Data listing ::
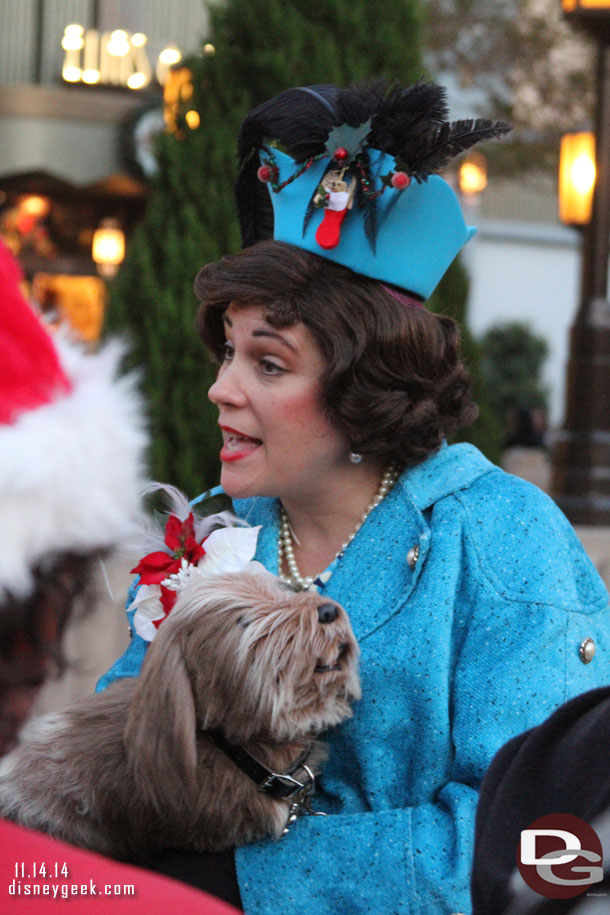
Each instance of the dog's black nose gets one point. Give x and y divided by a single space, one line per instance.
327 613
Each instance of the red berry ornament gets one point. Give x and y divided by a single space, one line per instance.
264 173
400 180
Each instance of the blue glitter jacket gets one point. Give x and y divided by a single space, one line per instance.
475 644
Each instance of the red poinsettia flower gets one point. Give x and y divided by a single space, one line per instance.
180 539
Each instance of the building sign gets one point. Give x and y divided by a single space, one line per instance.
117 58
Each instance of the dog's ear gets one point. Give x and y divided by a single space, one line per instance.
161 731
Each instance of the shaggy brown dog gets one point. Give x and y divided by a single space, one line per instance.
131 770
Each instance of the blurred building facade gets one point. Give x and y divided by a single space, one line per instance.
86 148
81 100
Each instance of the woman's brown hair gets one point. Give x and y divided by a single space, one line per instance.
394 382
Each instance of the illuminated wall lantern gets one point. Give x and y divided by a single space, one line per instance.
35 206
473 175
178 89
576 178
72 43
584 7
108 249
169 57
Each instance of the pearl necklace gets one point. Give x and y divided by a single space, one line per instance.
286 549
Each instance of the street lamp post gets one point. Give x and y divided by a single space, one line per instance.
581 456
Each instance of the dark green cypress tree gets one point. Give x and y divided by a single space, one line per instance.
261 48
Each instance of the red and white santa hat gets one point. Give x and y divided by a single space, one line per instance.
72 441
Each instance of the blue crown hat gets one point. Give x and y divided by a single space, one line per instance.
356 184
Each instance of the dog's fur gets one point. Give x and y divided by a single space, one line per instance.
131 770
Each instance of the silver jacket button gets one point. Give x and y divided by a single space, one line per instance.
587 651
413 556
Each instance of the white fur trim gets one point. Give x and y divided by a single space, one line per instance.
71 471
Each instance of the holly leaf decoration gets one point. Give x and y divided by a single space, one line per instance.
350 138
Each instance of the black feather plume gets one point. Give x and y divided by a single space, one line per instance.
409 124
440 145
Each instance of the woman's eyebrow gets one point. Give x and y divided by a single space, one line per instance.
262 332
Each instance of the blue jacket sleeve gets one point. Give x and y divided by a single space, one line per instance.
498 661
130 662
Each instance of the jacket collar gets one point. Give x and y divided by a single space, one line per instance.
449 470
371 584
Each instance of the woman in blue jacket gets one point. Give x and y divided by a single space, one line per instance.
468 592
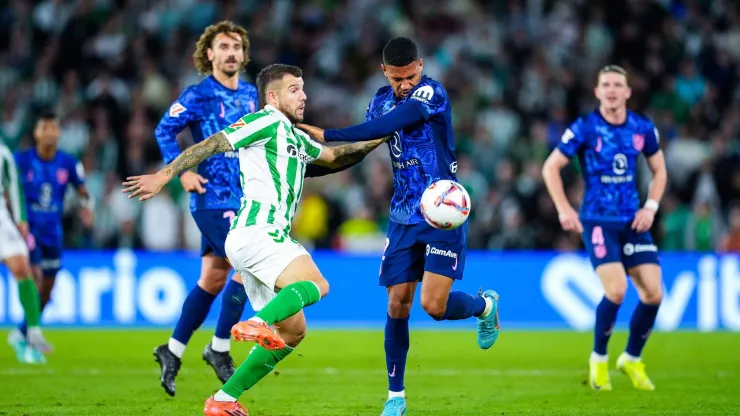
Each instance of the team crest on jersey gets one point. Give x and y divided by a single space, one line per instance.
62 176
176 109
638 141
239 124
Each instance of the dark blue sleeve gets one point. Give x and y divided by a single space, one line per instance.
406 114
181 113
652 142
314 171
76 172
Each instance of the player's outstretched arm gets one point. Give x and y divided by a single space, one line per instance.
554 183
347 154
646 215
406 114
147 186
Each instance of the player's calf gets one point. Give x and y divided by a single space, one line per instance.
261 361
300 285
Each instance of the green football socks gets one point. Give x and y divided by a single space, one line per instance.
258 364
29 297
289 301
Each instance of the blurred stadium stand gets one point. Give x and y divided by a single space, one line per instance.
517 73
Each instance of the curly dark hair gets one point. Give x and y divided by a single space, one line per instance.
200 56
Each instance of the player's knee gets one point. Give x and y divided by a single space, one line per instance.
323 286
399 304
434 308
212 281
20 269
615 293
294 336
652 296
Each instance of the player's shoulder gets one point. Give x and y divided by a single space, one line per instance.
429 89
640 119
65 157
585 121
22 155
247 87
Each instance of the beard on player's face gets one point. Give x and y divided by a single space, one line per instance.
229 66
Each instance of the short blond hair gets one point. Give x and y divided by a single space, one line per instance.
200 56
615 69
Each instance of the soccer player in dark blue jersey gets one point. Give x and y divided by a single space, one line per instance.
615 228
207 108
416 111
45 174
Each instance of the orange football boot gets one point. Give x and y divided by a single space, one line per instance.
214 408
258 332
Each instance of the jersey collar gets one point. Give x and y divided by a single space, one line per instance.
279 113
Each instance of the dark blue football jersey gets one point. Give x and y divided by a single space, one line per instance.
45 183
608 155
207 108
423 152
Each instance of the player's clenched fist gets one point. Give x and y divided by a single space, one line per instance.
643 220
569 220
145 186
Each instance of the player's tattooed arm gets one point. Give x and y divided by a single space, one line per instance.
338 156
148 186
197 153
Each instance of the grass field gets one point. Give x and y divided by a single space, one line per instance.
342 373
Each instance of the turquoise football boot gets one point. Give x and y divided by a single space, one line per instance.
395 406
488 326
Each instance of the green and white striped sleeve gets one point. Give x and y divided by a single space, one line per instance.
251 128
313 148
12 183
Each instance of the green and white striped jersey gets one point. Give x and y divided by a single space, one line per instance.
10 182
273 155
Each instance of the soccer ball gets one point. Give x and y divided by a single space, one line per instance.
445 204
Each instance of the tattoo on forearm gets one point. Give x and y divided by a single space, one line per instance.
218 143
351 153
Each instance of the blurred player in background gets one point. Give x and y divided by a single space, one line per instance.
615 229
206 108
14 253
415 110
279 274
45 174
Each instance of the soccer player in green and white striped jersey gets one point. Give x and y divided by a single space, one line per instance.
279 275
14 253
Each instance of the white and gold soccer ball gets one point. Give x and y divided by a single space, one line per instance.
445 204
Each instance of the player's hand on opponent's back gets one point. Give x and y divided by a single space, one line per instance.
569 220
145 186
643 220
192 182
315 132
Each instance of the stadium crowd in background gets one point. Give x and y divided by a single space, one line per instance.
518 72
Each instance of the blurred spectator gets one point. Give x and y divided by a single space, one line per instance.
518 73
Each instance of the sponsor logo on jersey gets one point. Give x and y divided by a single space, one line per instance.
293 152
446 253
395 145
638 141
619 164
567 136
62 176
423 94
630 249
176 109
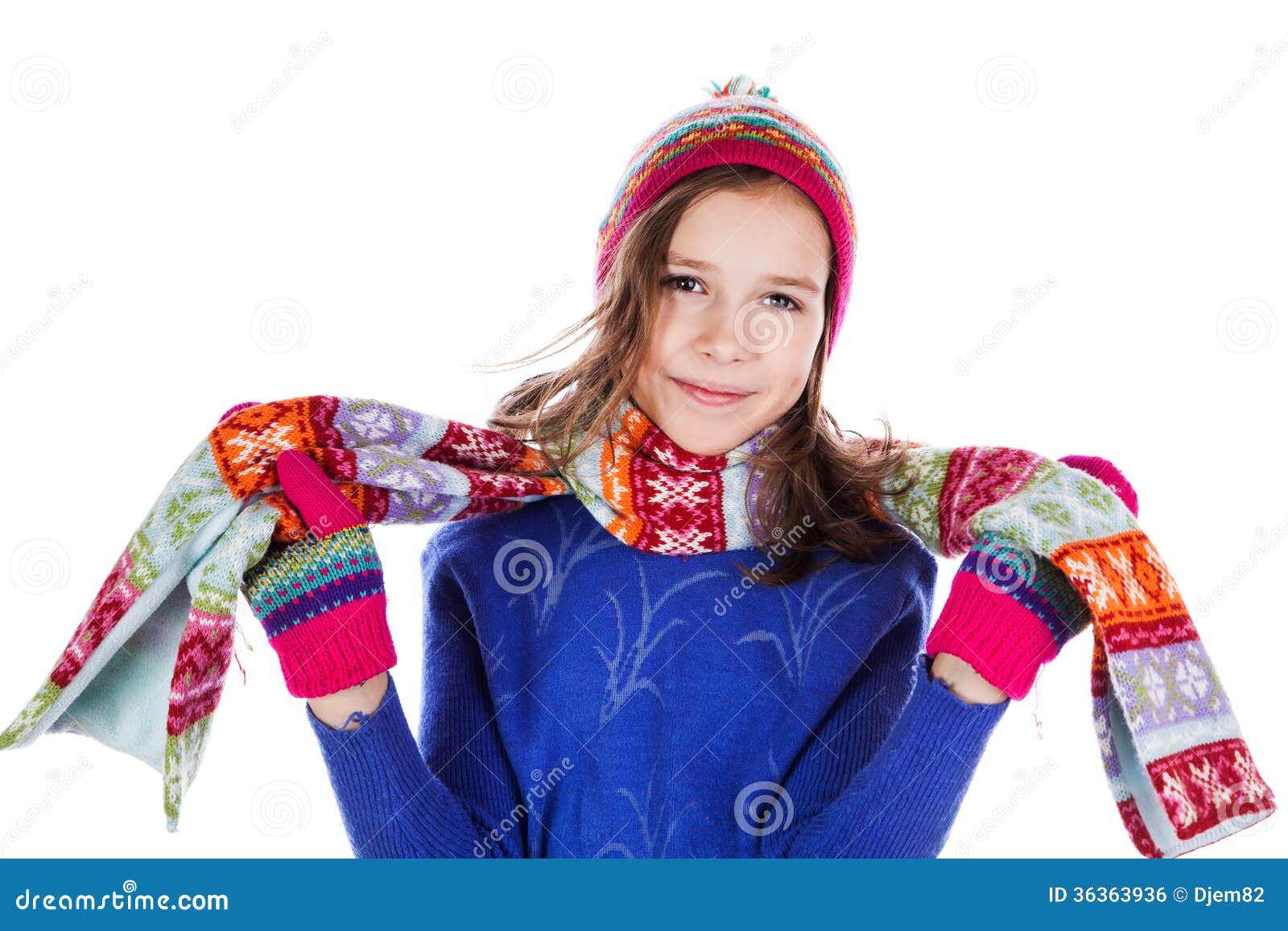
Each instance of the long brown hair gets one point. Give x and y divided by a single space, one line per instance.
815 482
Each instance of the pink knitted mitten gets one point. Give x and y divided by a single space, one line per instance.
322 600
1010 611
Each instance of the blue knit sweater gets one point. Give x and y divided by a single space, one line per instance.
624 703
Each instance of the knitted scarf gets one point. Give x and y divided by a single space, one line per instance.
145 669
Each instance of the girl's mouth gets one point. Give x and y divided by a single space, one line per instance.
708 397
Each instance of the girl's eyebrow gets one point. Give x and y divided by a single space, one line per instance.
783 280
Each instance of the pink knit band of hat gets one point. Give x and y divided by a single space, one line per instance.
742 126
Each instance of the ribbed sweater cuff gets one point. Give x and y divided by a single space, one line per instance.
392 804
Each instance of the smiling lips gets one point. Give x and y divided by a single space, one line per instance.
715 396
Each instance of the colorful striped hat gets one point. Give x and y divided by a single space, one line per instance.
742 124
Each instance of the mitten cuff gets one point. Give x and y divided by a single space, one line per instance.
991 630
336 649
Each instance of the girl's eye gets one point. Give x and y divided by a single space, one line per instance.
791 304
676 278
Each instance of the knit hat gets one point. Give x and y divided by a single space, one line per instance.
741 126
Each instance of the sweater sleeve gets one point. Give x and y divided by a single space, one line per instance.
916 746
450 795
392 804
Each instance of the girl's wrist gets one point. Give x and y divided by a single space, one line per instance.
964 682
338 710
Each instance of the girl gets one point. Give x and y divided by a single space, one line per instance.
766 699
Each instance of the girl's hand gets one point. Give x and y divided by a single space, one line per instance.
322 600
1009 611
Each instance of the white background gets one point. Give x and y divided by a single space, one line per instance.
411 200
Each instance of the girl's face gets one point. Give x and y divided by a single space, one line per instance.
741 312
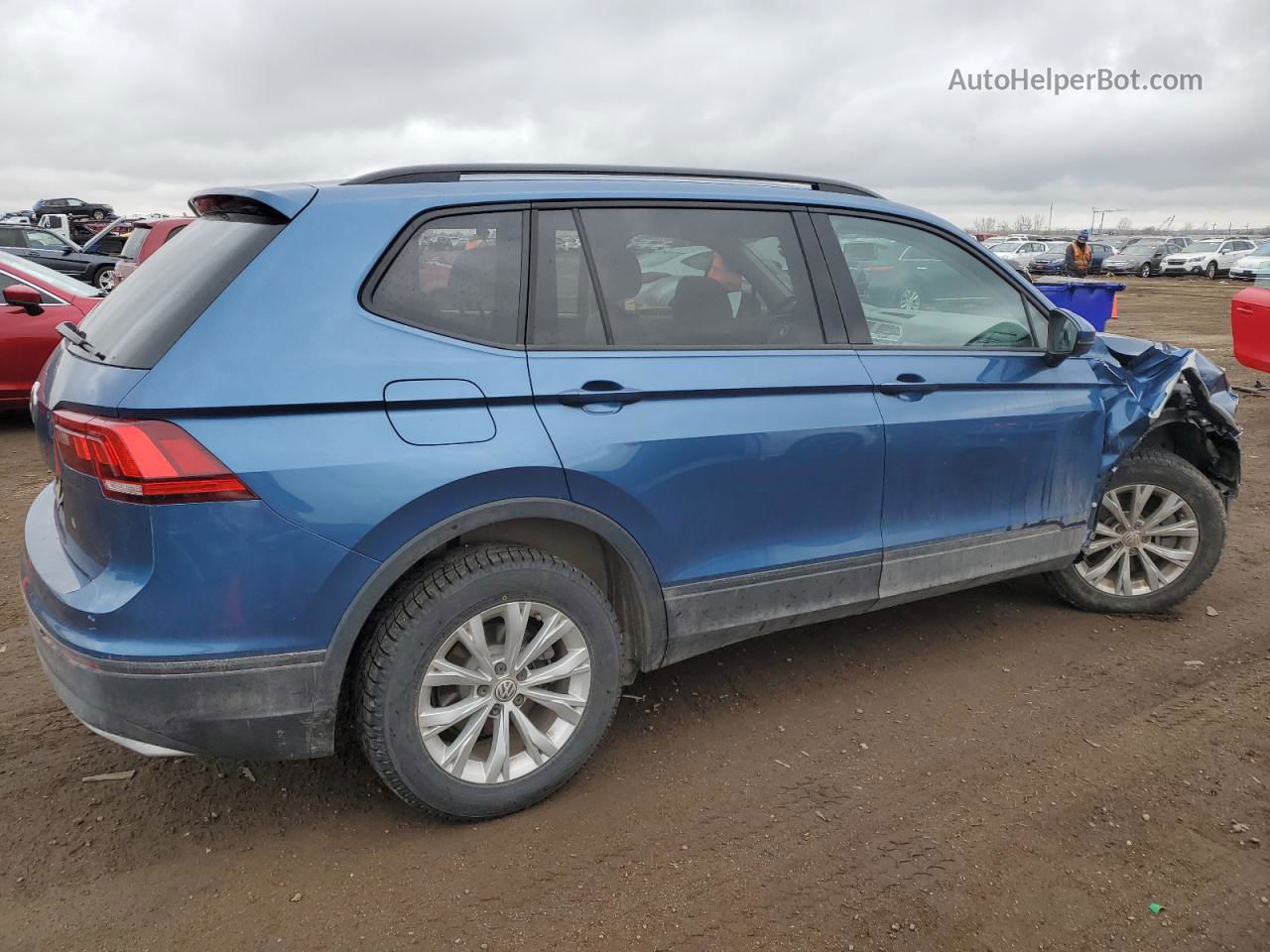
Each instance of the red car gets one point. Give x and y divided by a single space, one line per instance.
36 299
1250 325
146 238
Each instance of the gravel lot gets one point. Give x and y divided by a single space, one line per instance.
983 771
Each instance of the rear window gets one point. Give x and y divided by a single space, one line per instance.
146 313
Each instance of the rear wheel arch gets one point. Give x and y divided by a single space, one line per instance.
592 542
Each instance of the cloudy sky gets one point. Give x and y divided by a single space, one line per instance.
143 102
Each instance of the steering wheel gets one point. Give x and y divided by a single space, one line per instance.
1001 334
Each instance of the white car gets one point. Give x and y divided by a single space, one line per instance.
1254 266
1210 257
1021 252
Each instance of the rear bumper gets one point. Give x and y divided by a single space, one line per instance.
257 707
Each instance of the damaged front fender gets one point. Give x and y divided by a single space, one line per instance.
1167 397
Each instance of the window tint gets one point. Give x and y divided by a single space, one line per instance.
457 276
45 298
566 308
132 246
44 239
926 291
719 278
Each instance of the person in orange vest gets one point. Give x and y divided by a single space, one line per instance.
1076 259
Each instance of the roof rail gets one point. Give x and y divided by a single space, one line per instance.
456 173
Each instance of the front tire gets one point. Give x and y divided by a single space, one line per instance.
1159 535
488 682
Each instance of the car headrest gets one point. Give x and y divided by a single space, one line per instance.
701 302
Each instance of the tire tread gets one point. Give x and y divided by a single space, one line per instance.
1076 593
416 594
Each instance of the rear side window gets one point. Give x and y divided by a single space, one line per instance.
146 313
458 277
683 277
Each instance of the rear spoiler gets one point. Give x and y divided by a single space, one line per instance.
273 204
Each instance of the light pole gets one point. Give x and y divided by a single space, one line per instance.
1103 218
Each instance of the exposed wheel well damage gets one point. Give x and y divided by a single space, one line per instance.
1176 400
1194 428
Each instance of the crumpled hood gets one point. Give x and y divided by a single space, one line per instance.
1148 375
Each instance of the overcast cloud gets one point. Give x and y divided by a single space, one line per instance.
140 103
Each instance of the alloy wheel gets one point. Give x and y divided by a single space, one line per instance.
1144 538
504 692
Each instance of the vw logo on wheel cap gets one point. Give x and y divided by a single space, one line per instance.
506 689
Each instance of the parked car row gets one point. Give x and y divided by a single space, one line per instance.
1144 255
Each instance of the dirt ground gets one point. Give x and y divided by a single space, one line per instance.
983 771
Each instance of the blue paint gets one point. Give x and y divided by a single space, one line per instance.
435 413
358 433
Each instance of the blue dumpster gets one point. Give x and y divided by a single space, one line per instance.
1092 299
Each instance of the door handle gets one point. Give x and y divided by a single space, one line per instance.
908 384
599 391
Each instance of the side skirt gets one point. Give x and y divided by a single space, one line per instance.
706 615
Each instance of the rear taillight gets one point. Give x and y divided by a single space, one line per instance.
143 461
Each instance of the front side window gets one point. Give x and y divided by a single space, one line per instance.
44 239
457 276
132 246
45 298
934 294
690 277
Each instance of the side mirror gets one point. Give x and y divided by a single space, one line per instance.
24 298
1070 335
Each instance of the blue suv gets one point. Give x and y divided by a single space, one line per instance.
445 456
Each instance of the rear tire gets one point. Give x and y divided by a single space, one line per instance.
1148 570
512 751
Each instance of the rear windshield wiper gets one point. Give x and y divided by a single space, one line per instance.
77 338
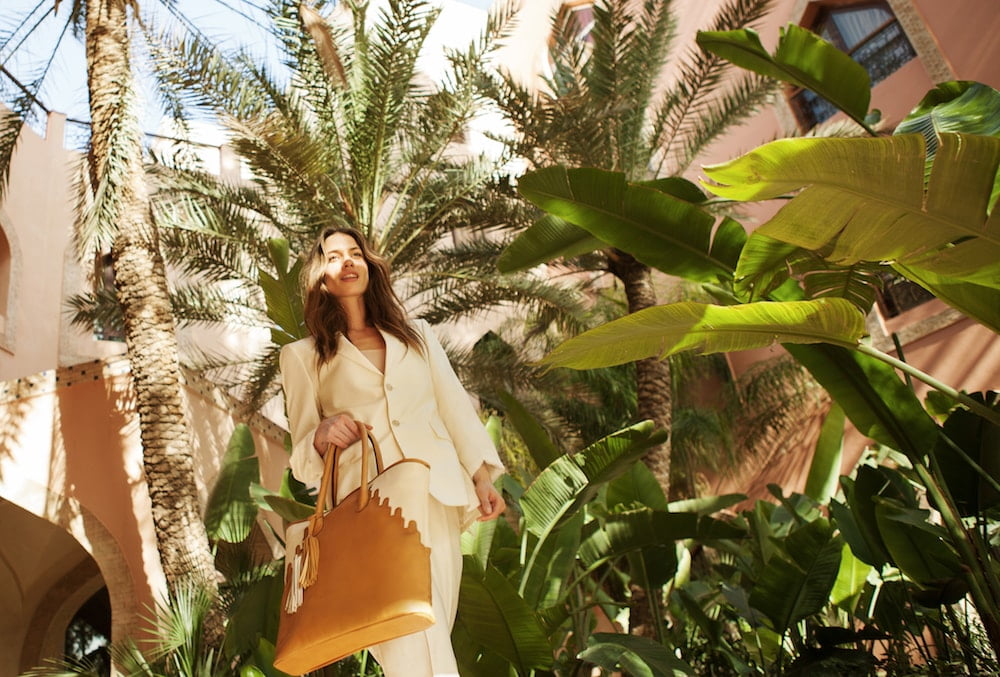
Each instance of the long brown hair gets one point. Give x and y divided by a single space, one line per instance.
325 318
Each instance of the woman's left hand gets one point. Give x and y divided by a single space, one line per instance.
491 503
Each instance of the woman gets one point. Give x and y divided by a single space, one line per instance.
364 361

What the task requires :: Reproduce the part of the material that opens with the line containing "Each instance of the side mirror" and runs through the end of the material, renaming "rear" to "back" and leaving everything else unchanged. Leave the pictures out of your answer.

Expected answer ::
Each instance of the side mirror gets one point. Give x and y divided by a single space, one line per instance.
24 298
1070 335
Each instance of the blue suv gets one point. Give x and y divided by a single space, one line per instance.
445 456
Each instance of the back tire gets one point. Give x and y divided by a single space, one line per instance.
1148 570
512 751
Each instance of the back windshield wiper gets one point. Give x and y divided by a single space, one line per instance.
77 338
Each instance of the long brown hair gets one point. Give x and y divided by a single space, one line per instance.
325 318
Each instance of the woman's left hand gets one point. Give x and y divided by a single space, one line per instance.
491 503
Each instance of the woman gets one point. Give x and y divided by a single space, one line per instance.
364 361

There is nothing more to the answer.